» **What is required**
Give back exactly the lines running from the line with "Teacher note: have the class pick out the assault" to the end of the entries, and only those lines.

[Entries taken from a collection]
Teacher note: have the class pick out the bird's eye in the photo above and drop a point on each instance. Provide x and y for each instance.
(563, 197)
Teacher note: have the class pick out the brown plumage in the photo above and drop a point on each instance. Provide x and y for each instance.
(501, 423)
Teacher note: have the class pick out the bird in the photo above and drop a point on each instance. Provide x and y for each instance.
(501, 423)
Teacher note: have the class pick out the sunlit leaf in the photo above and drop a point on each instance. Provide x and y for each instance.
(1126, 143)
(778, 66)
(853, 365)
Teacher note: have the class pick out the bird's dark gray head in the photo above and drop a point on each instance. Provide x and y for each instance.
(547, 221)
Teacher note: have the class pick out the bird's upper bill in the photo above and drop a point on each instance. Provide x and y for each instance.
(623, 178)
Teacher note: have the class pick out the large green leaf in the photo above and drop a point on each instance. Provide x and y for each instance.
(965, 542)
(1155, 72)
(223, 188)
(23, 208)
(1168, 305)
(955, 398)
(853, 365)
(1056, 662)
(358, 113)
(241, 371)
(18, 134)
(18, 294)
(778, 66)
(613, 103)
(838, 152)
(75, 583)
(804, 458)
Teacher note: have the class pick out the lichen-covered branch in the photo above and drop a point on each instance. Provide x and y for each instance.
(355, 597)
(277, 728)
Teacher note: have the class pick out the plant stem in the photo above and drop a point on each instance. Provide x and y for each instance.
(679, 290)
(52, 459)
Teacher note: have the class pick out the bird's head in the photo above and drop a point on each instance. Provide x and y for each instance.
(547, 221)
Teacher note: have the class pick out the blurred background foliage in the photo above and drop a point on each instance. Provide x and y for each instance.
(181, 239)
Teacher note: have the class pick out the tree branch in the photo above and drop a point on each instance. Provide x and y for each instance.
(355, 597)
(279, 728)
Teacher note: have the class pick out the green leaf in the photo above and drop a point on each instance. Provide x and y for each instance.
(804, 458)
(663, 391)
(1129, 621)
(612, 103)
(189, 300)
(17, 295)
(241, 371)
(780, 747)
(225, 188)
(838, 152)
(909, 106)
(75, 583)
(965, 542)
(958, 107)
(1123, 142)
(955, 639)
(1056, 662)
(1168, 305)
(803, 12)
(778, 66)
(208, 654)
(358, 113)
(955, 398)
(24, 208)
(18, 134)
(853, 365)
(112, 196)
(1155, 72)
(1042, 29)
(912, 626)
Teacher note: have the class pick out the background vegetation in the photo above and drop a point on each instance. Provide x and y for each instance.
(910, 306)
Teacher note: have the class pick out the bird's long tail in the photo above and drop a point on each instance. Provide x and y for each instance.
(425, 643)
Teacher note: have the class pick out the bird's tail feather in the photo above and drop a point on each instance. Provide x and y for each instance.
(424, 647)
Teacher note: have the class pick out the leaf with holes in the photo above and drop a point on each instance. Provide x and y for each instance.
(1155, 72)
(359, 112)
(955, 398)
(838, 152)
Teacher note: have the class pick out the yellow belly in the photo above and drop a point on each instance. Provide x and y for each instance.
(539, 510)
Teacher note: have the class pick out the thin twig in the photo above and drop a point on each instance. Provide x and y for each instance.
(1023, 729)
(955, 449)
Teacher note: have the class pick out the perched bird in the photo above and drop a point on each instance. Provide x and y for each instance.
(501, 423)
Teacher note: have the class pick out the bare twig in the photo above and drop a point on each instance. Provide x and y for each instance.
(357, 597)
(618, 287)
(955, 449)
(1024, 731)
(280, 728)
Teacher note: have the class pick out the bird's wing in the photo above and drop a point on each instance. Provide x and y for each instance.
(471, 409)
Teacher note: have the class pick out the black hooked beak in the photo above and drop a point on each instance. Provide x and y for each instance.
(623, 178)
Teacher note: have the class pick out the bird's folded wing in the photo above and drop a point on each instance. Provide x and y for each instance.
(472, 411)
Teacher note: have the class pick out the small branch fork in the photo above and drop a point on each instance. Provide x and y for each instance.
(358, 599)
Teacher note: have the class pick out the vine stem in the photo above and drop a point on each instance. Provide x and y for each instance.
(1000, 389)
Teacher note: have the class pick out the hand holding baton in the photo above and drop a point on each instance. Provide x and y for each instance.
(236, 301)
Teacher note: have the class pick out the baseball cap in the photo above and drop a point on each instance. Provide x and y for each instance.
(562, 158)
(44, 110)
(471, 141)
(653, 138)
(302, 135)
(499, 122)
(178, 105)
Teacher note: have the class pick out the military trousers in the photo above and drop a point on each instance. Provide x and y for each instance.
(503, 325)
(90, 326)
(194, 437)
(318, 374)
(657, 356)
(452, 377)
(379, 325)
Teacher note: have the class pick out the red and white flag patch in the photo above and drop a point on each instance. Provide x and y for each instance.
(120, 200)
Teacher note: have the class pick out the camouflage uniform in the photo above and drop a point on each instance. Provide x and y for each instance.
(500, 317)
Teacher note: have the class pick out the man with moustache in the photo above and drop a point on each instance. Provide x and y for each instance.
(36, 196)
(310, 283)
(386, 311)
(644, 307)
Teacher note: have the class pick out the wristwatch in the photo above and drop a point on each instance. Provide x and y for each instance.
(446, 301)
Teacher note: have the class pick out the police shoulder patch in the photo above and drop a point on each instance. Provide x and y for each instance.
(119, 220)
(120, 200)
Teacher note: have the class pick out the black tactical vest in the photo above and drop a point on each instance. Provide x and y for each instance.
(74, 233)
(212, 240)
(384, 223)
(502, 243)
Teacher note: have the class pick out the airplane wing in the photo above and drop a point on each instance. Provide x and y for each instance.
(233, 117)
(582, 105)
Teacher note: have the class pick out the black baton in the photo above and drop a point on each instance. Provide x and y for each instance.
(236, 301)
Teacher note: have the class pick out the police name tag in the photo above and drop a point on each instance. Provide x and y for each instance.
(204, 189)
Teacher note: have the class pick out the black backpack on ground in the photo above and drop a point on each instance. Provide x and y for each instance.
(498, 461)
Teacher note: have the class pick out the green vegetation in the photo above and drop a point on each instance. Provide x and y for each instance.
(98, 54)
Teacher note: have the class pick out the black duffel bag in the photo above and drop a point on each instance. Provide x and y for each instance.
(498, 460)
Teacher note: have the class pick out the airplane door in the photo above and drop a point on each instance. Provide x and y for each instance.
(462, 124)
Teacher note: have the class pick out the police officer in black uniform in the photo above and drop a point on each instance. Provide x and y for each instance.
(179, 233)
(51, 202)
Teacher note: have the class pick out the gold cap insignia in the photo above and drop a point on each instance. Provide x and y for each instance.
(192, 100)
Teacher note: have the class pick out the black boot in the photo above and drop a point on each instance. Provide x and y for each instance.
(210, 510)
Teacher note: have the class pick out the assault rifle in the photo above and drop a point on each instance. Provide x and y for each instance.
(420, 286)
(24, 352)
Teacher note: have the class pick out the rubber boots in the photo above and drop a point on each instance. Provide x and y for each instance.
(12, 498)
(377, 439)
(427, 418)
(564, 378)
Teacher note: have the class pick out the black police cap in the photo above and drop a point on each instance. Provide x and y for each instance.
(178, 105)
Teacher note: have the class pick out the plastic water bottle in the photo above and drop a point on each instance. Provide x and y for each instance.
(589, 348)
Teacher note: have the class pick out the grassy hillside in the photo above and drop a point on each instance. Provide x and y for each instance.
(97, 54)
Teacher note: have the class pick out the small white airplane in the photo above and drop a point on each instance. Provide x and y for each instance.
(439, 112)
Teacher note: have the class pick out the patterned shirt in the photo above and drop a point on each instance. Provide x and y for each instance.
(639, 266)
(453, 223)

» **Answer**
Teacher note: have the class pick out the assault rifle in the photo above and drop a point on each instance. Provide x and y for each instance.
(420, 286)
(24, 352)
Teacher note: have the class pick out the rubber boots in the photo above and drop a point on each instance. Provide x and y for each instance.
(12, 498)
(377, 439)
(427, 418)
(564, 378)
Teacher note: have the class pick out the black police cap in the photo above and drop a point on each instance. Provide x and y for each instance.
(178, 105)
Teacher note: have the class pick out the plastic water bottle in the photo above and drop a point on each instance. Provide x and y for each instance.
(589, 348)
Teacher note: have the class pick out the grassy hillside in the photo above and drop a point on each instance. Provide x and y for each instance.
(97, 54)
Teacher note: have the class pick out the small white airplane in the photo above and drop a point on each instance. Provide x and y for each instance.
(439, 112)
Teacher note: have the class pick out the patterned shirt in the photo above and drop a point on each instance. Provide x and y for each instance.
(639, 266)
(453, 223)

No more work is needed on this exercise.